更に、軸受け(26)を囲む閉鎖する板材で設ければ、送風羽根(40)によって、昇圧された空気が上方へ行かずに、噴射管(5)に十分な圧力空気を供給することが可能となる。
【0020】
図の(1)(2)に示されるように、噴射管(5)には、設けられた小孔(501)が、やや斜め方向上
向き撹拌を助長できるに設け、該噴射管の該小孔(501)の上方から該小孔を覆うようにプレート(5a)を斜設したもので、噴射された空気は、被乾燥物を螺旋状の気流を生じさせ巻き上げながら、拡散させ乾燥時間を長くして、装置内を循環させ、乾燥効率を図る。このプレート(5a)が、拡散効果を上げる点は、前記拡散用羽根(6)と同じだが、その角度が被乾燥物を上方に巻上げるのに対し、前記拡散用羽根(6)は下方向へ乾燥物を下方向への気流を生じさせるように設けられているので、その助長された遠心力で、下方向のプレ-ト(5a)の上方向へ巻上げる気流と干渉し、相まって、被乾燥物は更に攪拌され乾燥されることになる。

やること:
(1) 乾燥装置の説明文について、次の問いに答えてください。
(a) 軸受け(26)を囲む板材を設けると、噴射管(5)に何を供給できるようになるか。
(b) 噴射管の小孔(501)の上方から、その小孔を覆うように斜設されているものは何か。
(c) 拡散用羽根(6)は、どちら向きの気流を生じさせるように設けられているか。
(2) 乾燥装置の説明文の「更に、軸受け(26)を囲む閉」から「拌され乾燥されることになる。」までの部分を、「送風羽根」を「送風ファン」に変えて書き直してください。
(3) 乾燥装置の説明文を、最後の文のあとから書き継いでください。

名前付き対象を指し示す記録

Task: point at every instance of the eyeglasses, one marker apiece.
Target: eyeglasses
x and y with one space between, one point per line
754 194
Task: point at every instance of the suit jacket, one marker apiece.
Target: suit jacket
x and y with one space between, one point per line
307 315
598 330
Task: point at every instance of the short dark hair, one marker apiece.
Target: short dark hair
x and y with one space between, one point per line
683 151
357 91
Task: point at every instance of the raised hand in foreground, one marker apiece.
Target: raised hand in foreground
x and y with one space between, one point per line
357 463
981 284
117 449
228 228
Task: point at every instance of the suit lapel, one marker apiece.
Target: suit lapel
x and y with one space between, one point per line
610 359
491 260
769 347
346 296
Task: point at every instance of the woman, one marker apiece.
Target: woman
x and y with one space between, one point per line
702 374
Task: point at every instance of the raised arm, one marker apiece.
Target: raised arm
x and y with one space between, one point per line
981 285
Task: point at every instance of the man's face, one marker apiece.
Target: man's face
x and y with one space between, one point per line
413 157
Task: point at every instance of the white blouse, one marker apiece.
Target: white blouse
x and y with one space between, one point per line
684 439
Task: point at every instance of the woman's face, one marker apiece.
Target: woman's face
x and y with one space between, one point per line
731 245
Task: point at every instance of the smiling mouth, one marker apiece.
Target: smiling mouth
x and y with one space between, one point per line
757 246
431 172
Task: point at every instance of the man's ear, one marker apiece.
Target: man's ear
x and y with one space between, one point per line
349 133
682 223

解答:
(1)
(a) 十分な圧力空気
(b) プレート(5a)
(c) 下方向

(2)
更に、軸受け(26)を囲む閉鎖する板材で設ければ、送風ファン(40)によって、昇圧された空気が上方へ行かずに、噴射管(5)に十分な圧力空気を供給することが可能となる。
【0020】
図の(1)(2)に示されるように、噴射管(5)には、設けられた小孔(501)が、やや斜め方向上
向き撹拌を助長できるに設け、該噴射管の該小孔(501)の上方から該小孔を覆うようにプレート(5a)を斜設したもので、噴射された空気は、被乾燥物を螺旋状の気流を生じさせ巻き上げながら、拡散させ乾燥時間を長くして、装置内を循環させ、乾燥効率を図る。このプレート(5a)が、拡散効果を上げる点は、前記拡散用羽根(6)と同じだが、その角度が被乾燥物を上方に巻上げるのに対し、前記拡散用羽根(6)は下方向へ乾燥物を下方向への気流を生じさせるように設けられているので、その助長された遠心力で、下方向のプレ-ト(5a)の上方向へ巻上げる気流と干渉し、相まって、被乾燥物は更に攪拌され乾燥されることになる。

(3)
小孔(501)は、その噴射角は、上記斜め方向上向きの外に、可なりの範囲で設けることができ、例えば、横方向や下方向きでも撹拌しえることは可能である。その被乾燥物の種類や重さ等で適宜対応することができる。
【0021】
図1に示される実施例では、送風羽根(40)の上方に歯車機構が設けられているが、送風上の効率を考えて、噴射管(5)の供給口(4a)より上方に設けることもできる。
そして、複数の骨材の支持棒により支持された軸受け(26)を下方向に設ければ空気の流れを円滑にすることができる。
【0022】
又、中軸(20)の構造を、図2の(4)に示されるように、一部のみを送風機室にして、噴射管(5)へ昇圧空気を送るものとし、他は中軸のみとすることも可能である。この場合には、拡散用羽根の取り付けはより簡単である。
更には、外部に設置した送風機から、圧力空気を、例えば、同図の外より送風機室へ供給することも可能である。この場合、圧力空気の送気管を送風機室の下端側へ通し、且つ軸受けで送気管を支持し、下端側の孔へ取り付ければ空気漏れを少なくし、支持もしっかりすることができる(図示せず)。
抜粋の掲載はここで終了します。